(Records of labeled points)
· · · · · · ·

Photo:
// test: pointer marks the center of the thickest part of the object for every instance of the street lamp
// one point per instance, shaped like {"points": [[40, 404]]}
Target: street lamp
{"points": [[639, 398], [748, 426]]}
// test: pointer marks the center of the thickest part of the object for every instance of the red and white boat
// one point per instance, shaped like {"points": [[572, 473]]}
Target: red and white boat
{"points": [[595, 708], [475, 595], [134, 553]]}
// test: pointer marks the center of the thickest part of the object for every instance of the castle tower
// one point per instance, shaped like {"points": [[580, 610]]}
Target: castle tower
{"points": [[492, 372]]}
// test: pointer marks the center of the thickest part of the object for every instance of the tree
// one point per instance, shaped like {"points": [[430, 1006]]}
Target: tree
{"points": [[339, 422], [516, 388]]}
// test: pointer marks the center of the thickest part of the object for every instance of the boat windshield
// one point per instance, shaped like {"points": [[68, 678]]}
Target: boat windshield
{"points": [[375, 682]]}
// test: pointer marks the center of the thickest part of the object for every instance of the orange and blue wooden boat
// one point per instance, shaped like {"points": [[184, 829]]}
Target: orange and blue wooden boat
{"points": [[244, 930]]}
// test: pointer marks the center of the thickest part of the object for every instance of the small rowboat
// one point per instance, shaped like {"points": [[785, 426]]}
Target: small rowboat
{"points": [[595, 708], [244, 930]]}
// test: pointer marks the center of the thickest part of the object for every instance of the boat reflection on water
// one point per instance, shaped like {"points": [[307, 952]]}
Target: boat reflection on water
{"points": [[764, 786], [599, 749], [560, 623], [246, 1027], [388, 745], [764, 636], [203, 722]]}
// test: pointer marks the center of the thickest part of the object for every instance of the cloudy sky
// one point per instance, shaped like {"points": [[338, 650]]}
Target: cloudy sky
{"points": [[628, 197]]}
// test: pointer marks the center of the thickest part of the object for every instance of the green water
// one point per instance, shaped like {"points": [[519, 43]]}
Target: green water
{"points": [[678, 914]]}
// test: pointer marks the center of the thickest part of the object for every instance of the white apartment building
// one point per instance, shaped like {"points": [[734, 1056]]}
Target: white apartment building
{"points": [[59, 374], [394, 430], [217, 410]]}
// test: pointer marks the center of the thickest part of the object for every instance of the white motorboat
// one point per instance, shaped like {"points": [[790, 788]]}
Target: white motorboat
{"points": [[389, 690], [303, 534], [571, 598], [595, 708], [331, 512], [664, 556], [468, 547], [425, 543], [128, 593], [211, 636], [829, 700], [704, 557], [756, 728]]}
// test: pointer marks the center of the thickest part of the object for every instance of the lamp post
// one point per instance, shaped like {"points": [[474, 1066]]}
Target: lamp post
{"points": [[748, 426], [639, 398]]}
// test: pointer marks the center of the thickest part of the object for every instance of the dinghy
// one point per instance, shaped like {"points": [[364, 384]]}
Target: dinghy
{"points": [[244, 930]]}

· · · · · · ·

The exercise = Each line in the material above must be retyped without alteration.

Response to the task =
Photo:
// test: pointer marks the center of the thickest part of the object for every instance of the street lamp
// one point per instance, shaped like {"points": [[40, 404]]}
Target: street lamp
{"points": [[639, 398], [748, 426]]}
// test: pointer marks the center of the thickest part of the object for every instance of the red and white boat
// one point per instance, shaped like {"points": [[572, 473]]}
Target: red and white boat
{"points": [[595, 708], [475, 595], [134, 553]]}
// test: pointer marks the center of the thickest part of the object for every instance of the castle tower
// one point per instance, shaped like {"points": [[580, 610]]}
Target: castle tower
{"points": [[492, 372]]}
// test: pointer marks the center of the thickest part of the object for every instance of the tree
// one point per instance, shaped like {"points": [[430, 1006]]}
Target: tree
{"points": [[339, 422], [516, 388]]}
// test: pointer marks the center of the thickest part of the object for every instance of the boat windshield
// one point per instance, shaped like {"points": [[68, 678]]}
Target: boat windshield
{"points": [[375, 682]]}
// test: pointer marks the center of the thickest part of the object for every instance of the orange and blue wooden boat
// one point per instance, shaped like {"points": [[184, 829]]}
Target: orange and blue wooden boat
{"points": [[244, 930]]}
// test: pointer marks the center of the thickest part of the object for every instance of the small rowboat
// one point per instance, shaped like {"points": [[785, 426]]}
Target: small rowboat
{"points": [[595, 708], [244, 930]]}
// test: pointer marks the center of the thickest part of the object for every instance of the boat reflection on water
// one point per instance, shaped like {"points": [[307, 952]]}
Target: boat reflection on water
{"points": [[764, 786], [599, 749], [560, 623], [246, 1027], [388, 745], [764, 636], [203, 722]]}
// test: pointer marks the center of the thickest part of the object for every instance of the cloudy sky
// one point per instance, shaped like {"points": [[338, 650]]}
Target: cloudy sky
{"points": [[628, 197]]}
// test: pointer marks the center of the thickest part of the object for every instance of the green water
// one point per instance, shaped like {"points": [[519, 43]]}
Target: green water
{"points": [[678, 914]]}
// test: pointer marks the center of the thickest part of the object for every instance of the white apartment building
// one point per instance, shaped like {"points": [[734, 1056]]}
Target: white apartment building
{"points": [[59, 374], [394, 430], [217, 410]]}
// test: pointer marks the center of the thickest part of the object for every instance of the white motorboat
// one point per instance, shaped like {"points": [[790, 788]]}
Target: white motorboat
{"points": [[389, 690], [303, 534], [571, 598], [595, 708], [331, 512], [664, 556], [468, 547], [425, 543], [128, 593], [211, 636], [829, 700], [704, 557], [756, 728]]}
// test: pointer marks the center of the thickest part of the object for every instance of the lamp post
// one point per instance, shaped like {"points": [[474, 1066]]}
Target: lamp post
{"points": [[748, 426], [639, 398]]}
// test: pointer marks the center of the thickest part of the object for every instance of the dinghy
// one point per instance, shaped like {"points": [[364, 384]]}
Target: dinghy
{"points": [[244, 930]]}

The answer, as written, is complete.